__What to produce__:
Repeat exactly the line that contains "[point] every instance of the seal's front" and every line below it to the end of the material, omitting all others.

[Start of section]

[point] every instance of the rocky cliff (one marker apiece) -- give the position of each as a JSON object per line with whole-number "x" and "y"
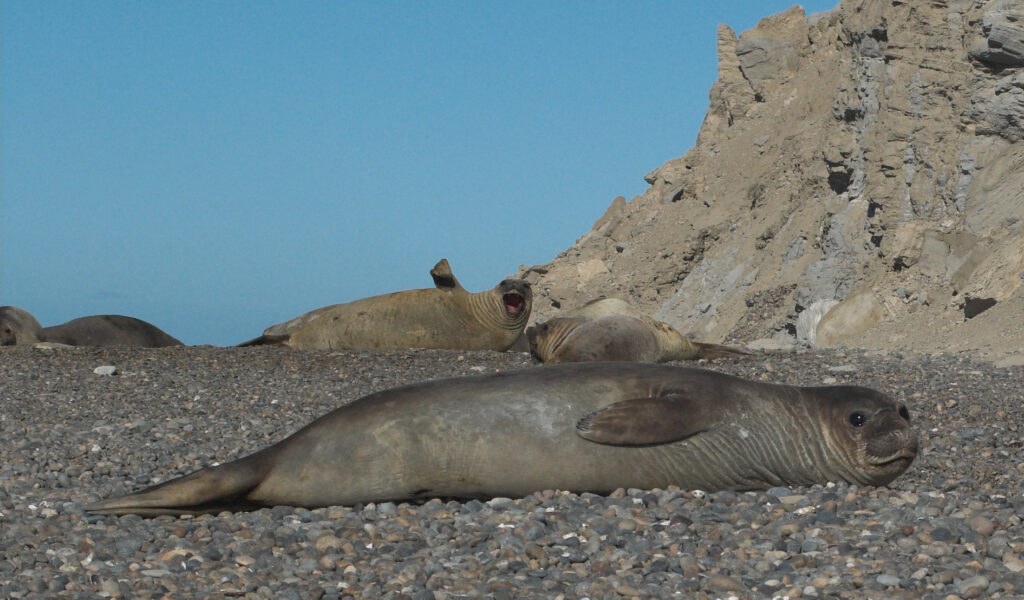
{"x": 858, "y": 179}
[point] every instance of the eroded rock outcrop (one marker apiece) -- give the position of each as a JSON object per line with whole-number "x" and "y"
{"x": 876, "y": 146}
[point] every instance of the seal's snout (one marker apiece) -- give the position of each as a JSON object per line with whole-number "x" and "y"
{"x": 897, "y": 447}
{"x": 514, "y": 303}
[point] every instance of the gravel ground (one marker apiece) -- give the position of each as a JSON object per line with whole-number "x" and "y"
{"x": 950, "y": 527}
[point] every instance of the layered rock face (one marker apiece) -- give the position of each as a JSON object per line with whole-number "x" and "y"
{"x": 859, "y": 174}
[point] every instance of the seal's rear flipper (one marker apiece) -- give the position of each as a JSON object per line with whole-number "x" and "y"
{"x": 443, "y": 277}
{"x": 266, "y": 340}
{"x": 207, "y": 490}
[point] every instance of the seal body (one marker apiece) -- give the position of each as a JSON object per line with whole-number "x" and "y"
{"x": 583, "y": 427}
{"x": 610, "y": 329}
{"x": 17, "y": 327}
{"x": 445, "y": 316}
{"x": 110, "y": 330}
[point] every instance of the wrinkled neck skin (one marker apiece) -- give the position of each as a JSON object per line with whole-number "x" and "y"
{"x": 847, "y": 456}
{"x": 488, "y": 308}
{"x": 550, "y": 341}
{"x": 807, "y": 451}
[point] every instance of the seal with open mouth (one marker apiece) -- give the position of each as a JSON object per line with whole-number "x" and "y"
{"x": 445, "y": 316}
{"x": 582, "y": 427}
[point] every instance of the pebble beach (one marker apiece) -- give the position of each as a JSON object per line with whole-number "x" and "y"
{"x": 949, "y": 527}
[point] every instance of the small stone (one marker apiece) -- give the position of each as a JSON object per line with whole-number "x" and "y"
{"x": 726, "y": 584}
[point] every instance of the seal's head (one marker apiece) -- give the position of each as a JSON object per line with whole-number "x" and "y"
{"x": 17, "y": 327}
{"x": 870, "y": 430}
{"x": 517, "y": 297}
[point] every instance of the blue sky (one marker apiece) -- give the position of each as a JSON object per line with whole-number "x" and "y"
{"x": 218, "y": 167}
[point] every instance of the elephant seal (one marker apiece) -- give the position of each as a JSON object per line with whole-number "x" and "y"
{"x": 609, "y": 329}
{"x": 445, "y": 316}
{"x": 582, "y": 427}
{"x": 18, "y": 327}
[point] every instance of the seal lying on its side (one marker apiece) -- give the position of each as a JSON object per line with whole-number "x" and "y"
{"x": 18, "y": 327}
{"x": 445, "y": 316}
{"x": 609, "y": 329}
{"x": 583, "y": 427}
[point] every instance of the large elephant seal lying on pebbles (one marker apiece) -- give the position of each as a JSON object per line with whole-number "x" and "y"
{"x": 18, "y": 327}
{"x": 445, "y": 316}
{"x": 609, "y": 329}
{"x": 582, "y": 427}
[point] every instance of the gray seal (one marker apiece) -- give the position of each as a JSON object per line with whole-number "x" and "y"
{"x": 445, "y": 316}
{"x": 610, "y": 329}
{"x": 582, "y": 427}
{"x": 18, "y": 327}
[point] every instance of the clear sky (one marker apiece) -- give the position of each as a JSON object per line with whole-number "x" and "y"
{"x": 215, "y": 168}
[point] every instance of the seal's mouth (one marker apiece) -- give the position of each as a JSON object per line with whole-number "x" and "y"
{"x": 902, "y": 457}
{"x": 514, "y": 303}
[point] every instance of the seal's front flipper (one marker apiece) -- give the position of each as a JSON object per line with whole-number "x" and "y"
{"x": 207, "y": 490}
{"x": 648, "y": 421}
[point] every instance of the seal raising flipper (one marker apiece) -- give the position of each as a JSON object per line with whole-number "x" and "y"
{"x": 446, "y": 316}
{"x": 582, "y": 427}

[End of section]

__Problem solution__:
[point] every instance of the seal's front flipper (one marker apiece) -- give the position of each as a JSON object per line with whole-number "x" and "y"
{"x": 207, "y": 490}
{"x": 648, "y": 421}
[point] every instance of the seal raising flipper (one marker apiece) -- give the position of each as a JSON object per line with whole-number "x" and "y"
{"x": 446, "y": 316}
{"x": 582, "y": 427}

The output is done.